Set exercise -
Retype every entry exactly, character for character.

Extracted records -
◆ ◆ ◆

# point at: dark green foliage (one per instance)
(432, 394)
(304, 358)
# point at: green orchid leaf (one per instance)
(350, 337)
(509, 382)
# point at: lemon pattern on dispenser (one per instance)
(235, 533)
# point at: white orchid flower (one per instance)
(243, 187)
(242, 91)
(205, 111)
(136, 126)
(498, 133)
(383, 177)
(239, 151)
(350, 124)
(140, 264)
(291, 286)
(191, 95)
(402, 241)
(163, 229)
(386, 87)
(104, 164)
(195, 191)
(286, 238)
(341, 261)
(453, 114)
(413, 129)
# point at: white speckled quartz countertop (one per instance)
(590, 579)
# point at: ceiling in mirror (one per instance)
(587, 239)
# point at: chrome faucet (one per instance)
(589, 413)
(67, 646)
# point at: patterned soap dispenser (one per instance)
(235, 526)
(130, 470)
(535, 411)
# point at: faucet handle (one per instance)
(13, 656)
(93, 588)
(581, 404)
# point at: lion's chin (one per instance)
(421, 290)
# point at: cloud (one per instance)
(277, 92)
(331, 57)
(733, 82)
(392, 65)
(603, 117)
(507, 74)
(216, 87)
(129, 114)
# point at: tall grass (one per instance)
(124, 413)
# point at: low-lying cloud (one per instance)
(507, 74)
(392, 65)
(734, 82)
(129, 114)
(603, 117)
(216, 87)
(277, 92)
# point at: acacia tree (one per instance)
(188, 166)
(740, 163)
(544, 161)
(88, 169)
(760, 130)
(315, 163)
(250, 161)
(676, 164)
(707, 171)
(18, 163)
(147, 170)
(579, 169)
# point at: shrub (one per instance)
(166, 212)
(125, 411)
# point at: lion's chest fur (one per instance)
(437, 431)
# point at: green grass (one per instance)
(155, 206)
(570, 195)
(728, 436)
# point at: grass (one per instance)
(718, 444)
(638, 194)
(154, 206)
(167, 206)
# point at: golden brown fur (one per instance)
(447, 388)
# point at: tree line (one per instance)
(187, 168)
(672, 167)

◆ ◆ ◆

The completed task -
# point at: dark green foliage (one per instance)
(432, 394)
(304, 358)
# point at: green orchid leaf (one per instance)
(350, 337)
(509, 382)
# point at: lemon pattern on dispenser (one per instance)
(235, 533)
# point at: white orchid flower (one per instance)
(243, 187)
(242, 91)
(205, 111)
(136, 126)
(498, 133)
(383, 177)
(239, 151)
(350, 124)
(140, 264)
(291, 286)
(191, 95)
(402, 241)
(163, 229)
(386, 87)
(104, 164)
(195, 191)
(286, 238)
(341, 261)
(453, 114)
(413, 129)
# point at: white speckled quartz countertop (one per instance)
(590, 579)
# point at: ceiling in mirror (one per instance)
(587, 239)
# point at: chrome faucet (one per instance)
(589, 413)
(67, 646)
# point at: patterned soap dispenser (one per instance)
(235, 526)
(130, 470)
(535, 411)
# point at: faucet handle (one per instance)
(13, 656)
(93, 588)
(581, 404)
# point at: lion's chin (one per instance)
(421, 290)
# point at: cloud (one per instance)
(277, 92)
(331, 57)
(733, 82)
(392, 65)
(603, 117)
(507, 74)
(216, 87)
(129, 114)
# point at: tall grass (one per instance)
(124, 413)
# point at: low-lying cloud (one per instance)
(507, 74)
(392, 65)
(734, 82)
(129, 114)
(603, 117)
(216, 87)
(277, 92)
# point at: acacia tree (one per instance)
(188, 166)
(740, 163)
(544, 161)
(88, 169)
(760, 130)
(315, 163)
(250, 161)
(676, 164)
(707, 171)
(18, 163)
(147, 170)
(579, 169)
# point at: shrub (one per instance)
(166, 212)
(125, 411)
# point at: lion's chest fur (one per instance)
(437, 431)
# point at: green grass (one per instance)
(155, 206)
(570, 195)
(728, 436)
# point at: grass (one per instance)
(718, 444)
(638, 194)
(154, 206)
(167, 206)
# point at: golden brown fur (one per instance)
(447, 388)
# point at: tree line (one per instance)
(187, 168)
(672, 167)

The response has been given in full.